▶ [Written task]:
Each entry below is to be extracted exactly.

▶ [Listed records]:
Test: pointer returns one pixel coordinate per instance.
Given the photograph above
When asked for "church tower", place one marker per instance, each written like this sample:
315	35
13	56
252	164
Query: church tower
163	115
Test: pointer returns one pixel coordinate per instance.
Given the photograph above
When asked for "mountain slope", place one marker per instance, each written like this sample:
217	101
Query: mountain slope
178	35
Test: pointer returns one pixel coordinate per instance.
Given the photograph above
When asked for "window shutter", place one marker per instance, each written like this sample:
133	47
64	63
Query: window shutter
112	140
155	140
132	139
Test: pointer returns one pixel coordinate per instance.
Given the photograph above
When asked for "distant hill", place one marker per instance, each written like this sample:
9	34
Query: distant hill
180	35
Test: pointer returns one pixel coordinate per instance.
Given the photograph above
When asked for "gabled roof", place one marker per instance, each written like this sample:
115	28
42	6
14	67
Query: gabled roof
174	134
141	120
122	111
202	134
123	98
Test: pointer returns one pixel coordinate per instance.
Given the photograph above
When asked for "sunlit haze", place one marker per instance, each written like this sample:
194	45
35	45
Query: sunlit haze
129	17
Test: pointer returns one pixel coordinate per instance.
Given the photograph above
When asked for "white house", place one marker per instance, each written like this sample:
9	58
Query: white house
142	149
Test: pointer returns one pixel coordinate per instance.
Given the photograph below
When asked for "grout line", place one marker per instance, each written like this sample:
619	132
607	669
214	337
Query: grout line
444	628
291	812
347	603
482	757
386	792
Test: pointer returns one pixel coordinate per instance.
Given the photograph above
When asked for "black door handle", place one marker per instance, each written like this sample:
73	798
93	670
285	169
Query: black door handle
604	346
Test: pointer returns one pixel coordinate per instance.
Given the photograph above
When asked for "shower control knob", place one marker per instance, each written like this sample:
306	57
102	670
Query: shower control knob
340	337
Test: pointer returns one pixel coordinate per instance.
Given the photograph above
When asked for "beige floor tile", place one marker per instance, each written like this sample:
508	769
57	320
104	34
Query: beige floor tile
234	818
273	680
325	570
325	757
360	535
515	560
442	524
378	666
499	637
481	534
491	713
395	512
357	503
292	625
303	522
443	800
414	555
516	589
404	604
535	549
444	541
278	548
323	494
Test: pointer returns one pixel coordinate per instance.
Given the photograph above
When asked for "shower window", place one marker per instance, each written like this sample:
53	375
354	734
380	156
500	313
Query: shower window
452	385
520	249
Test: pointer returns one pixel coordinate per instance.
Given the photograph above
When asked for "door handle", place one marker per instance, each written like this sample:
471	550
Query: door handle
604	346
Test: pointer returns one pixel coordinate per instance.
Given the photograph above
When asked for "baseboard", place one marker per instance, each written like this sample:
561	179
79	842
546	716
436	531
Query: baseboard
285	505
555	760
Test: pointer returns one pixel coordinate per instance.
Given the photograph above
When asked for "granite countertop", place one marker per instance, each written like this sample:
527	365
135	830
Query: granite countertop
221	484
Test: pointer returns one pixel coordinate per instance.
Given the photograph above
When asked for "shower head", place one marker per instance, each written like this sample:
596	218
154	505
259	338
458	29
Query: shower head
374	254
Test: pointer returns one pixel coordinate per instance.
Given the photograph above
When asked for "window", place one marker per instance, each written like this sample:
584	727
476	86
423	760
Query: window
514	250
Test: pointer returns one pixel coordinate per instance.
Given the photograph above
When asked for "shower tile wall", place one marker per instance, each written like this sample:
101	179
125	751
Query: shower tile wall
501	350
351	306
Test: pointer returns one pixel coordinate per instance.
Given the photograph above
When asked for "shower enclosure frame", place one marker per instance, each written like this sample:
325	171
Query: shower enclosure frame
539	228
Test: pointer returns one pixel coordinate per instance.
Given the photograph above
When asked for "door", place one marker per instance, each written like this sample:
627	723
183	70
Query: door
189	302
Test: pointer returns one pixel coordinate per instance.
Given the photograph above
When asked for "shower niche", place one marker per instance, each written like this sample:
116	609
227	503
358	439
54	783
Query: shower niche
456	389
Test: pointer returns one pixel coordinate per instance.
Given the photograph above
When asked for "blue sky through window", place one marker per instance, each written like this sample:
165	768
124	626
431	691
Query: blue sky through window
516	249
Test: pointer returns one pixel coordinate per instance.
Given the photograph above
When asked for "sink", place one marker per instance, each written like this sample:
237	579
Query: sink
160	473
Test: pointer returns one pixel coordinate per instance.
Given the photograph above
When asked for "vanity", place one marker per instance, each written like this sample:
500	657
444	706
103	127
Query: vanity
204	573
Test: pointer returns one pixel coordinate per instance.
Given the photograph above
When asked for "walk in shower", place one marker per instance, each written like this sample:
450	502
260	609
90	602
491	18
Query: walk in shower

▶ [Response below]:
Test: pointer returns one pixel coordinate per instance.
Given the photograph above
When asked for "church tower", place one marker per instance, each written like this sample:
315	35
13	56
252	164
Query: church tower
163	115
Test: pointer returns one pixel coordinate per instance.
Given the photograph above
When asked for "mountain slope", place one marker per instance, each written like this sample:
217	101
Query: mountain slope
178	35
Test: pointer returns one pixel coordinate per instance.
Given the photograph above
When asked for "window shutter", place one marker per instance, each written like this sample:
133	47
64	63
Query: window shutter
112	140
155	140
132	139
Test: pointer returns one pixel coordinate per instance.
Given the photograph above
When asked for "distant hill", place one marker per instance, each written like this sample:
9	34
Query: distant hill
180	35
Test: pointer returns one pixel coordinate per instance.
Given the photograph above
When asked for "gabled roof", place one marker per instance, each written like this sample:
115	28
42	6
14	67
Query: gabled roof
174	134
141	120
122	111
202	134
123	98
Test: pointer returns one pixel coordinate per instance.
Given the photograph above
When asked for "sunlit haze", place one marker per instance, each written like this sample:
194	45
35	45
Query: sunlit haze
129	17
Test: pointer returns one pixel coordinate per instance.
Given the photograph above
When asked for "white house", place one marker per instance, each written like this sample:
9	58
Query: white house
142	149
Test: pointer returns one pixel coordinate per instance.
Given the photograph below
When asked for "grout line", place one marker per instance, each written like this sample:
619	132
607	669
214	337
Query: grout line
444	628
291	812
347	603
482	757
386	792
Test: pointer returns one pixel coordinate per instance.
Given the photograph above
When asked for "black door handle", place one marker per instance, each written like this sample:
73	798
93	670
285	169
Query: black door handle
604	346
Test: pointer returns one pixel coordinate per instance.
Given the photograph above
When asked for "shower control knob", place one marker per instance, each written like this sample:
306	57
102	670
Query: shower control knob
340	337
Test: pointer returns one pixel coordinate per instance.
Given the photograph above
When asked for "beige floor tile", place one marker per instance, each written like this sample:
508	769
57	320
104	34
Query: beige floor tile
234	818
273	680
325	570
325	757
360	535
515	560
442	524
378	666
499	637
481	534
491	713
395	512
357	503
292	625
303	522
443	800
414	555
516	589
404	604
535	549
444	541
278	548
323	494
Test: pointer returns one pixel coordinate per instance.
Given the photograph above
When asked for "shower window", place one marker per instance, each written like this sample:
53	375
354	734
380	156
500	313
Query: shower window
452	385
520	249
Test: pointer returns one pixel coordinate per instance.
Given the photograph above
When asked for "door handle", place one marker per instance, each written like this sample:
471	550
Query: door handle
604	346
Test: pointer returns one pixel coordinate per instance.
Given the photograph above
When asked for "baseboard", place one marker per instance, each written like this sample:
561	179
79	842
546	716
436	531
Query: baseboard
285	505
555	760
Test: pointer returns one pixel coordinate per instance.
Given the photograph above
When asked for "granite countertop", place one marker per instance, each written like this sample:
527	365
135	830
Query: granite countertop
221	484
Test: pointer returns one pixel coordinate per instance.
Given the photograph above
When asked for "shower head", place one marker per instance, each written like this sample:
596	218
154	505
259	338
458	29
Query: shower head
374	254
Test: pointer returns one pixel coordinate per instance.
Given the photograph above
When asked for "window", place one marker per instance, each written like this sample:
584	727
476	86
423	760
Query: window
514	250
Test: pointer returns one pixel coordinate per instance.
Given the photograph above
When asked for "shower tile wall", place one marker per instance, each written like this sample:
101	179
125	751
Query: shower tile wall
501	350
351	306
Test: pointer returns one pixel coordinate per instance.
Given the photograph above
When asked for "shower enclosure frame", place one marker per instance, each written like this sample:
325	171
Query: shower enclosure frame
539	228
Test: pointer returns one pixel coordinate per instance.
Given the photograph above
When asked for "door", place one marker per instance, each written like this sample:
627	723
183	70
Query: door
189	302
Test: pointer returns one pixel coordinate per instance.
Given the photograph above
When asked for "shower niche", place one marker per instance, each written like this sample:
116	609
227	503
358	439
54	783
Query: shower niche
456	389
Test: pointer returns one pixel coordinate per instance.
Given the photograph above
When asked for "blue sky through window", place one marker per instance, each written like this sample:
165	768
124	626
431	691
Query: blue sky through window
516	249
Test: pointer returns one pixel coordinate per instance.
Given the photograph above
When asked for "sink", place one marker per instance, each written like this sample:
237	579
Query: sink
160	473
Test: pointer returns one pixel coordinate per instance.
Given the photograph above
When asked for "vanity", place one marker per instance, each written like this sample:
500	657
444	706
103	127
Query: vanity
204	573
Test: pointer returns one pixel coordinate per instance.
Given the photograph above
When asked for "walk in shower", place one marker per instance, each written like this sample:
450	502
260	609
90	602
491	18
Query: walk in shower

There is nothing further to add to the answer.